Work to be completed: Rewrite the data from the line that contains "cushion, it would be much appreciated." through the end, keeping every line. Offset each x and y vertex coordinate in the answers by adding 50 to it.

□ □ □ □

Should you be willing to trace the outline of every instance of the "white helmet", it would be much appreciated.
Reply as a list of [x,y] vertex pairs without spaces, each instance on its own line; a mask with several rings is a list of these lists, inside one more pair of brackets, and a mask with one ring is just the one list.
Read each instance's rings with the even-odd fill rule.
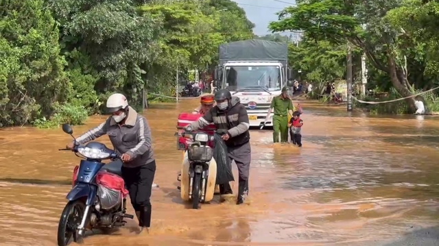
[[128,101],[121,93],[115,93],[107,99],[107,109],[108,112],[112,113],[128,106]]

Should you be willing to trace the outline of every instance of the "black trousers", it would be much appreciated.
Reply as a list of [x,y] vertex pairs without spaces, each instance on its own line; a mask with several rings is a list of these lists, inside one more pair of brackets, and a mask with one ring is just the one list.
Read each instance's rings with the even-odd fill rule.
[[302,135],[299,134],[291,134],[291,141],[293,145],[297,145],[298,147],[302,147]]
[[[238,204],[241,204],[248,195],[248,177],[250,175],[250,164],[252,160],[252,149],[250,142],[237,147],[228,147],[227,156],[229,161],[235,163],[238,167],[239,186],[238,186]],[[232,188],[230,184],[220,184],[220,193],[232,194]]]
[[151,225],[151,192],[156,173],[156,161],[137,167],[122,167],[122,177],[125,181],[131,204],[136,213],[139,213],[139,225]]

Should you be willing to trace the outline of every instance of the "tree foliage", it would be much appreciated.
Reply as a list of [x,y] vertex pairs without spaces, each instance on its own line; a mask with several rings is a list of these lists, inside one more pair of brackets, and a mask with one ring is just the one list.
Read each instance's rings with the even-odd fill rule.
[[[307,40],[313,40],[316,49],[322,42],[335,49],[349,42],[360,51],[354,58],[354,65],[358,66],[359,56],[364,53],[373,78],[379,78],[374,84],[387,90],[394,88],[406,97],[415,90],[430,88],[438,75],[434,10],[438,3],[424,2],[297,1],[296,6],[281,12],[279,21],[270,23],[270,28],[274,32],[302,31]],[[407,102],[412,110],[413,100]]]
[[213,67],[220,44],[253,36],[254,25],[230,0],[0,7],[0,126],[80,123],[115,92],[141,106],[143,89],[169,95],[177,69]]

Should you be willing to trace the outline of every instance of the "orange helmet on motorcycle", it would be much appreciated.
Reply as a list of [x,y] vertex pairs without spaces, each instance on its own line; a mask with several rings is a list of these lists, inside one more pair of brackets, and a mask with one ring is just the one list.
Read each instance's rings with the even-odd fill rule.
[[213,100],[213,95],[206,95],[201,97],[201,100],[200,101],[202,104],[204,105],[212,105],[215,103]]

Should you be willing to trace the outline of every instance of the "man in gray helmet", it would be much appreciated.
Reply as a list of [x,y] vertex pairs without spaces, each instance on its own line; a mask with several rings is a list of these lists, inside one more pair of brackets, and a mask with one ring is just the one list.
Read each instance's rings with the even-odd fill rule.
[[[218,132],[224,132],[222,138],[227,145],[230,162],[235,160],[239,174],[237,204],[243,204],[248,195],[248,176],[251,161],[248,114],[238,97],[222,89],[215,93],[217,105],[198,121],[187,125],[187,131],[195,131],[213,123]],[[232,194],[229,184],[220,185],[222,195]]]

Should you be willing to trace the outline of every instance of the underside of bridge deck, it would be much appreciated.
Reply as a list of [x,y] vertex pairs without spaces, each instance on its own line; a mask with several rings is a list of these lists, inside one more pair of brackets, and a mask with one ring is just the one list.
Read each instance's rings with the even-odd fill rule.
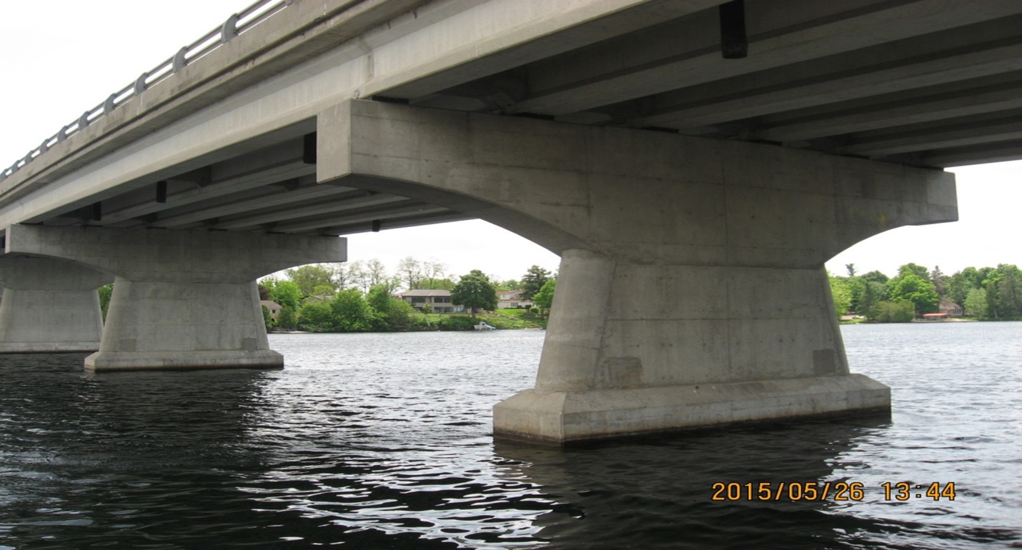
[[824,262],[958,217],[951,174],[619,128],[349,101],[318,177],[419,196],[561,255],[536,387],[495,431],[566,442],[886,410],[851,374]]
[[[941,169],[1022,158],[1020,29],[1017,0],[297,0],[0,171],[0,232],[118,276],[97,369],[279,365],[251,315],[266,259],[210,250],[480,218],[562,257],[501,436],[884,409],[823,264],[957,219]],[[17,237],[56,232],[79,248]],[[140,268],[143,242],[189,267]],[[210,273],[233,299],[202,304]],[[251,321],[161,328],[218,308]],[[199,348],[227,359],[172,357]]]

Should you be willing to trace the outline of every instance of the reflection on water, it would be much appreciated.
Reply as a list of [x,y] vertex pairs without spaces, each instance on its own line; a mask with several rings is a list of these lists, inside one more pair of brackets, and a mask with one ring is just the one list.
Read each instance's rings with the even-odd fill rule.
[[[1020,539],[1022,323],[844,330],[892,418],[565,450],[495,445],[542,332],[274,335],[282,371],[82,373],[0,357],[0,550],[976,548]],[[713,502],[716,482],[861,502]],[[880,484],[955,482],[886,501]]]

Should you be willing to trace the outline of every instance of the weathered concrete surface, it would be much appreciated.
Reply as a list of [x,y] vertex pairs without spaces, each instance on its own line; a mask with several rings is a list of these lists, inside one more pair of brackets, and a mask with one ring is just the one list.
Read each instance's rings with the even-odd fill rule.
[[11,226],[8,253],[73,260],[117,274],[88,370],[279,368],[256,278],[342,261],[336,237]]
[[0,256],[0,353],[94,352],[96,288],[113,276],[50,258]]
[[561,255],[536,388],[499,437],[554,442],[890,406],[850,375],[824,262],[954,221],[954,175],[619,128],[353,101],[321,182],[422,197]]

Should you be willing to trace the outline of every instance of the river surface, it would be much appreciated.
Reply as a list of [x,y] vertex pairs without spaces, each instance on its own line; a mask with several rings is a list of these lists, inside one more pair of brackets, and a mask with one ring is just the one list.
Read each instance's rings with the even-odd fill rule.
[[[271,335],[279,371],[0,356],[0,550],[1022,547],[1022,323],[842,331],[889,418],[564,450],[491,434],[541,331]],[[761,482],[864,492],[711,500]]]

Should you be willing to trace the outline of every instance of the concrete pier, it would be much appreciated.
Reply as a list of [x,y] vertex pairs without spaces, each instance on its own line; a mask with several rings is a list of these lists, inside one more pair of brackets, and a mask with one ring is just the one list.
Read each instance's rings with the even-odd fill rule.
[[350,101],[318,177],[482,218],[561,255],[536,387],[497,437],[553,443],[887,410],[851,374],[824,262],[954,221],[954,175],[745,142]]
[[342,261],[337,237],[12,226],[8,253],[74,260],[117,274],[92,371],[280,368],[257,277]]
[[0,353],[98,350],[103,319],[96,288],[112,280],[71,262],[0,256]]

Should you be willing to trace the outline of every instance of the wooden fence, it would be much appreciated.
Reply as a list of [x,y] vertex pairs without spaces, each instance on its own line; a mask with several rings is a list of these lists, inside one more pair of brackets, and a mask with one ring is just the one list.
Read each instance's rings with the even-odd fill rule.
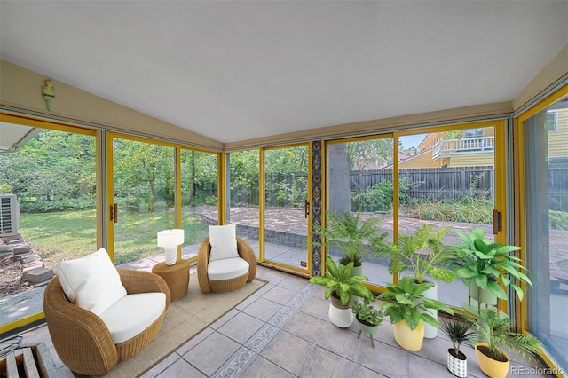
[[[381,181],[392,181],[392,170],[354,170],[351,175],[351,190],[364,192]],[[466,195],[494,198],[495,171],[492,166],[413,168],[400,169],[401,185],[406,196],[420,200],[458,200]]]
[[[493,166],[416,168],[400,169],[399,177],[407,188],[406,196],[427,201],[459,200],[469,195],[475,198],[494,199],[495,171]],[[568,165],[550,164],[548,175],[548,209],[568,211]],[[305,191],[307,175],[280,175],[271,177],[266,191],[267,206],[297,207],[299,193]],[[352,170],[350,173],[351,193],[362,193],[382,181],[392,181],[392,170]],[[295,186],[296,185],[296,186]],[[286,200],[277,199],[279,191],[287,188]],[[291,188],[296,187],[296,191]],[[232,203],[258,204],[258,182],[250,182],[231,191]]]

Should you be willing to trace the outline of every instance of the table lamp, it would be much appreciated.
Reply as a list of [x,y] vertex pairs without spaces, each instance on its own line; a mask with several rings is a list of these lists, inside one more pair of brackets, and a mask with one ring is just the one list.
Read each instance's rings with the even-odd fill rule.
[[167,265],[173,265],[178,261],[178,246],[184,243],[184,236],[182,229],[158,232],[158,247],[163,247]]

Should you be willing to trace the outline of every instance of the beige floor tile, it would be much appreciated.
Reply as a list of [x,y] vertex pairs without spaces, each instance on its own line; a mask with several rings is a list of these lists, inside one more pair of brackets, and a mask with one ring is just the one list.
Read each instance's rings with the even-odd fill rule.
[[282,305],[275,302],[258,298],[242,311],[261,320],[268,321],[281,308]]
[[209,376],[221,367],[239,347],[237,343],[215,332],[185,353],[183,358]]
[[280,331],[260,355],[293,374],[298,375],[307,357],[312,354],[314,348],[313,343],[286,331]]
[[355,364],[325,349],[315,347],[300,369],[305,378],[345,378],[353,376]]
[[289,301],[295,294],[295,291],[275,286],[268,292],[264,294],[262,297],[264,299],[268,299],[269,301],[275,302],[279,304],[286,304],[286,303]]
[[201,374],[195,367],[192,366],[186,361],[182,358],[178,359],[166,370],[160,373],[157,375],[159,378],[179,378],[179,377],[192,377],[192,378],[205,378],[206,375]]
[[235,342],[244,344],[264,324],[244,312],[239,312],[217,329],[222,335]]
[[295,375],[282,369],[272,362],[258,357],[255,362],[242,373],[242,378],[278,377],[292,378]]

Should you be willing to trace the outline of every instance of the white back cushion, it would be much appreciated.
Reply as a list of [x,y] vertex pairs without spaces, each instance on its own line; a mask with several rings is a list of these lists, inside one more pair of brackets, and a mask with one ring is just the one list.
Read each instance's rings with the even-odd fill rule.
[[209,225],[209,261],[239,257],[237,250],[237,224]]
[[61,261],[57,275],[67,299],[97,315],[126,295],[121,277],[105,248],[85,257]]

□ □ □ □

Reply:
Should you be willing to trace the outline of every instance of the white back cushion, it would be much appreciated.
Reply as a list of [x,y] vertex pairs without spaces, each instance on its own line; a mask with several rings is a list of these lists, inside one more pair of brackets, and a mask with one ring is just the one list.
Read each instance's rings with the even-odd fill rule.
[[259,275],[259,311],[289,307],[287,300],[287,274]]
[[111,311],[107,325],[117,349],[147,365],[176,345],[171,327],[155,298],[135,307]]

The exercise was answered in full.